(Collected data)
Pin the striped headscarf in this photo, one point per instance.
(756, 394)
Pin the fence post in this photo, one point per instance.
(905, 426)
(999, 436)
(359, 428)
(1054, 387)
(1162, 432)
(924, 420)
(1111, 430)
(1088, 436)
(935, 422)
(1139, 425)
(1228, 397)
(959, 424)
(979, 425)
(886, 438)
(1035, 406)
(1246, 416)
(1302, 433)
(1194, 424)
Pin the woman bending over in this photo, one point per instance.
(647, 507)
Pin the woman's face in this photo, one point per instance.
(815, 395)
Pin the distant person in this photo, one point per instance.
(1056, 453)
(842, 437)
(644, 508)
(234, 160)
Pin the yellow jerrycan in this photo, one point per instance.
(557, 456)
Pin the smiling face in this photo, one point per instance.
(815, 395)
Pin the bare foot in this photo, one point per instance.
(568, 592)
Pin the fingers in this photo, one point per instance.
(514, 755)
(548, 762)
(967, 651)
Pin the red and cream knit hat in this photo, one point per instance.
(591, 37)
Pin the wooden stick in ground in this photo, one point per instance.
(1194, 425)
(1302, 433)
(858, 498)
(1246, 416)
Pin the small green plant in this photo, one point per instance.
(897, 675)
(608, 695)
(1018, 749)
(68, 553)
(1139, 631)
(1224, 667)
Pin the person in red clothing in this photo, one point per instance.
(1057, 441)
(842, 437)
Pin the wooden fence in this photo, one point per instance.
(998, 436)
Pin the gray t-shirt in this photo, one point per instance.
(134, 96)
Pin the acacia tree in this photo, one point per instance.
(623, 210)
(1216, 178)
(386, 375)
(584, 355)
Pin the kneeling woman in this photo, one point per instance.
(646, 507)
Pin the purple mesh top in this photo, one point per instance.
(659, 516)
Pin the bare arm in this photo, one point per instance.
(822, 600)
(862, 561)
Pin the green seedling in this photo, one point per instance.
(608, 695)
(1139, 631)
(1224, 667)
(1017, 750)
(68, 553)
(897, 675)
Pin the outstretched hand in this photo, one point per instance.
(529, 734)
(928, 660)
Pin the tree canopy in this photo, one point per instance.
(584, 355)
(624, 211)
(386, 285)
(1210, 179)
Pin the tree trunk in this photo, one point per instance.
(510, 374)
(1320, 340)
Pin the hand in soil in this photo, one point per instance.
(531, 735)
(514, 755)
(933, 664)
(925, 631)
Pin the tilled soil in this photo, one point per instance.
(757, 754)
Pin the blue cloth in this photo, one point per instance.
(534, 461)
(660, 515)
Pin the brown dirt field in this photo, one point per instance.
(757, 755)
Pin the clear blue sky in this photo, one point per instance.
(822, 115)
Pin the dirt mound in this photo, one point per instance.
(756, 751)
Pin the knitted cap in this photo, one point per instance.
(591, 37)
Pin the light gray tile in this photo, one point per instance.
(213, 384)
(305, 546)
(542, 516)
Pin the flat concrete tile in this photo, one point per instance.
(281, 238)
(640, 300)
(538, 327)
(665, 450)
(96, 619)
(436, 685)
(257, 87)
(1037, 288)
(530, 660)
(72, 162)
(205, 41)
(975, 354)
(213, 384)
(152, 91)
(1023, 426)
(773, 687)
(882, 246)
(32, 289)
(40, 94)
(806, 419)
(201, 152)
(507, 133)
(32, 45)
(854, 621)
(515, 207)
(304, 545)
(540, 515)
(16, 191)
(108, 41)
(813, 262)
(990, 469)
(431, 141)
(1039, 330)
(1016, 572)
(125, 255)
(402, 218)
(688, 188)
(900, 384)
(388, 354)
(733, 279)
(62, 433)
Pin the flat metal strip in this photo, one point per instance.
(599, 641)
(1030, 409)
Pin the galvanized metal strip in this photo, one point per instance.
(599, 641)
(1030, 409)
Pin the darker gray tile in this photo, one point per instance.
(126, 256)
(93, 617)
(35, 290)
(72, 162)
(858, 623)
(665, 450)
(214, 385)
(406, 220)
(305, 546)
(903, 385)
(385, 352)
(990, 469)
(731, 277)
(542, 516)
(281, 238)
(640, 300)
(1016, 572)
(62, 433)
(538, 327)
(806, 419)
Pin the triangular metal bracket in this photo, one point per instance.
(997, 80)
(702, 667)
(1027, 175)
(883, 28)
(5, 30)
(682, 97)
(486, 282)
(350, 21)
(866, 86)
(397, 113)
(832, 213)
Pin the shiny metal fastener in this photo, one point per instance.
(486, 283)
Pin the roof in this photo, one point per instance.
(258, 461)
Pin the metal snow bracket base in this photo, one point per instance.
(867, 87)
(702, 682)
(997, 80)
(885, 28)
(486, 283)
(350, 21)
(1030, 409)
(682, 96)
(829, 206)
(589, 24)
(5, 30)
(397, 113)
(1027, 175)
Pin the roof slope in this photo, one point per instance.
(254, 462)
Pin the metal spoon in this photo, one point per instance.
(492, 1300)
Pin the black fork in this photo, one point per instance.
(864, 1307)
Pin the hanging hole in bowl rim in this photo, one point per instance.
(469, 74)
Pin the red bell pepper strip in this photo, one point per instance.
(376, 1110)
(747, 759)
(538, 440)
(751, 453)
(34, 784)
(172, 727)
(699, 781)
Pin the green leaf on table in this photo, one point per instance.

● **Exercise objective**: A verbatim copy of all the entries is the expected result.

● **Final answer**:
Pin the striped headscarf in this photo, one point per instance.
(756, 394)
Pin the fence post in this photo, one point per instance.
(905, 426)
(999, 436)
(359, 428)
(1054, 387)
(1162, 432)
(924, 420)
(1111, 430)
(1088, 436)
(935, 422)
(1139, 425)
(1228, 397)
(959, 424)
(979, 425)
(886, 438)
(1035, 406)
(1246, 416)
(1302, 433)
(1194, 424)
Pin the woman bending over in this photo, one point per instance.
(647, 507)
Pin the woman's face in this photo, one point per instance.
(815, 395)
Pin the distant person in this photo, one point per instance.
(1056, 453)
(842, 437)
(644, 508)
(234, 160)
Pin the yellow jerrycan in this photo, one point per instance.
(557, 456)
Pin the smiling face in this photo, one point per instance.
(815, 395)
Pin the bare foot in this photo, one point per instance.
(568, 592)
Pin the fingers in this photo, one point per instance.
(514, 755)
(548, 762)
(967, 651)
Pin the red and cream knit hat in this photo, one point per instance.
(591, 37)
Pin the wooden stick in ground in this photo, one point per instance.
(1194, 425)
(1302, 433)
(858, 498)
(1246, 416)
Pin the small green plant in this photo, one point per instance.
(897, 675)
(608, 695)
(1018, 749)
(68, 553)
(1139, 631)
(1224, 667)
Pin the person in red clothing in this photo, one point per instance.
(1057, 441)
(842, 437)
Pin the wooden fence in this photo, one point per instance.
(998, 436)
Pin the gray t-shirt in this photo, one point per instance.
(134, 96)
Pin the acacia tree in this photo, one point per instance.
(623, 210)
(1216, 178)
(386, 375)
(584, 355)
Pin the kneeling woman in this photo, one point per instance.
(646, 507)
Pin the purple mesh top in this photo, one point per instance.
(659, 516)
Pin the bare arm in this photo, one point per instance.
(822, 600)
(862, 561)
Pin the green seedling in this photo, one point per instance.
(608, 695)
(1139, 631)
(1224, 667)
(1017, 750)
(68, 553)
(897, 675)
Pin the outstretched hand in this photo, one point per instance.
(529, 734)
(928, 660)
Pin the tree canopy in this photo, one point per instance.
(584, 355)
(624, 211)
(386, 285)
(1210, 179)
Pin the tree trunk in this photo, one point per instance.
(510, 374)
(1320, 340)
Pin the hand in soil in this photo, one point per instance.
(531, 735)
(514, 755)
(933, 664)
(925, 631)
Pin the tilled soil in this photo, one point per instance.
(757, 754)
Pin the blue cloth in this photo, one point per instance.
(534, 461)
(660, 515)
Pin the brown dirt field in this photo, one point per instance.
(757, 755)
Pin the clear blue sky in this photo, one point per instance.
(822, 115)
Pin the dirt mound in this photo, one point per instance.
(756, 751)
Pin the knitted cap in this photo, one point per instance.
(591, 37)
Pin the light gray tile in this photo, one point per instance.
(213, 384)
(305, 546)
(542, 516)
Pin the flat concrete tile in this photo, one point per instance.
(281, 238)
(640, 300)
(538, 327)
(665, 450)
(96, 619)
(436, 685)
(257, 87)
(1037, 288)
(530, 660)
(72, 162)
(205, 41)
(975, 354)
(213, 384)
(152, 91)
(1023, 426)
(773, 687)
(882, 246)
(32, 289)
(40, 94)
(806, 419)
(201, 152)
(507, 133)
(32, 45)
(854, 621)
(515, 207)
(304, 545)
(540, 515)
(16, 191)
(108, 41)
(813, 262)
(990, 469)
(431, 141)
(1039, 330)
(1016, 572)
(125, 255)
(402, 218)
(688, 188)
(900, 384)
(388, 354)
(733, 279)
(62, 433)
Pin the flat metal strip in this photo, one point per instance.
(599, 641)
(1030, 409)
Pin the galvanized metal strip in this photo, one point per instance.
(599, 641)
(1030, 409)
Pin the darker gray tile in this photo, one point per instance.
(126, 256)
(93, 617)
(35, 290)
(72, 162)
(858, 623)
(665, 450)
(214, 385)
(406, 220)
(305, 546)
(903, 385)
(385, 352)
(990, 469)
(731, 277)
(542, 516)
(281, 238)
(640, 300)
(1016, 572)
(62, 433)
(538, 327)
(806, 419)
Pin the triangular metal bracket in this photo, one point per instance.
(997, 80)
(702, 667)
(1027, 175)
(883, 28)
(5, 30)
(682, 97)
(486, 282)
(350, 21)
(866, 86)
(397, 113)
(832, 213)
Pin the shiny metal fastener in this photo, one point per instance.
(486, 283)
Pin the roof in this photo, one point per instance.
(258, 461)
Pin the metal snow bracket base in this photo, one point per instance.
(867, 87)
(702, 682)
(997, 80)
(885, 28)
(486, 283)
(350, 21)
(1030, 409)
(682, 96)
(829, 206)
(589, 24)
(5, 30)
(397, 113)
(1027, 175)
Pin the roof slope in this photo, one point per instance.
(254, 462)
Pin the metal spoon in this photo, one point per instance.
(492, 1300)
Pin the black fork in this photo, one point per instance.
(864, 1307)
Pin the hanging hole in bowl rim in this photo, one point per instance.
(469, 74)
Pin the red bell pepper strip in this photo, one point per instance.
(376, 1110)
(747, 759)
(538, 440)
(751, 453)
(34, 784)
(172, 727)
(699, 781)
Pin the green leaf on table in this photo, one point per instance.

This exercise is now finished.